▸ COMPLETE THE FOLLOWING:
a – Retype the passage of the Crisis film article that begins at the words "Crisis () is" and ends after the words "by Leck Fischer.".
b – Answer these questions from the Crisis film article:
(i) Who wrote the radio play on which the screenplay is based?
(ii) How old is Nelly?
(iii) What does Ingeborg teach to village youth?
c – Carry on the Crisis film article, starting after its last sentence.

Crisis () is a 1946 Swedish film directed and written by Ingmar Bergman. The film was Bergman's first feature as director and he also wrote the screenplay, which is based on the Danish radio play Moderhjertet (translated as The Mother Animal, A Mother's Heart, The Mother Creature, and The Maternal Instinct) by Leck Fischer.

Plot
The story follows a young girl living a quiet life in a small town with her foster mother.  Nelly is an innocent 18-year-old becoming increasingly aware of the effect that her beauty has on the men of her little Swedish village. Ingeborg is a respectably dour woman who teaches piano to village youth and runs a rooming house, and has undoubtedly sacrificed much for the sake of her foster daughter. With Nelly on the verge of womanhood and Ingeborg in failing health, Miss Jenny returns in her fancy hat, painted nails and trampy air of sophistication to take her long-abandoned daughter away to sample the indulgent fruits of urban life.

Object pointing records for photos
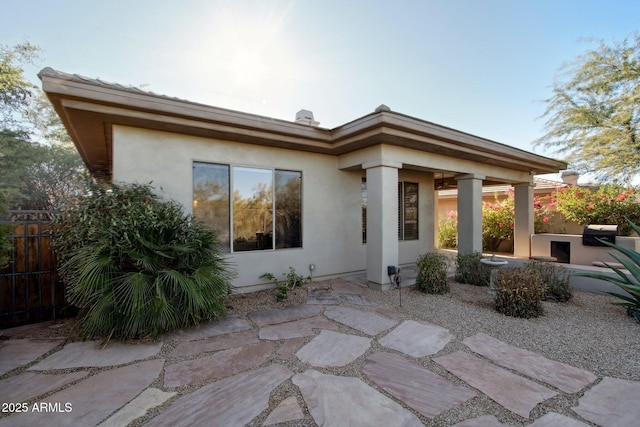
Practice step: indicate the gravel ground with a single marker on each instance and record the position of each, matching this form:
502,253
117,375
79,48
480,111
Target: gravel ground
588,332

▸ TASK-BY-TASK OUTPUTS:
a –
Crisis () is a 1946 Swedish film directed and written by Ingmar Bergman. The film was Bergman's first feature as director and he also wrote the screenplay, which is based on the Danish radio play Moderhjertet (translated as The Mother Animal, A Mother's Heart, The Mother Creature, and The Maternal Instinct) by Leck Fischer.

b –
(i) Leck Fischer
(ii) 18
(iii) Piano

c –
  
Jenny has had a rough past, involving prostitution and other scandals, but now owns a beauty salon which affords her a few comforts in life, material and otherwise. Among them is a dapper mustachioed gentleman acquaintance named Jack, who follows Jenny to the village as an uninvited guest. Jenny's purpose in coming was to meet up with Nelly at a charity ball, and when Jack learns about the event he's more than happy to inject more liveliness into the affair than the village elders had in mind.  Nelly and Jack leave the ball, which has descended into chaos due to Jack's antics, and kiss passionately at the lakeside at night. Nelly's admirer, Ulf, who rents a room from Ingeborg, humiliates Jack and tosses him off a dock into the lake.

Nelly, conflicted about leaving Ingeborg (her beloved "Mutti"), decides after the scandal to leave with Jenny and Jack to go to the city. Ingeborg and Ulf are saddened, but Ingeborg tells him they must wait while Nelly goes through the experience. While in the city, tensions rise, and Nelly must decide whether to remain there or to return to the small town.

Cast
(in alphabetical order)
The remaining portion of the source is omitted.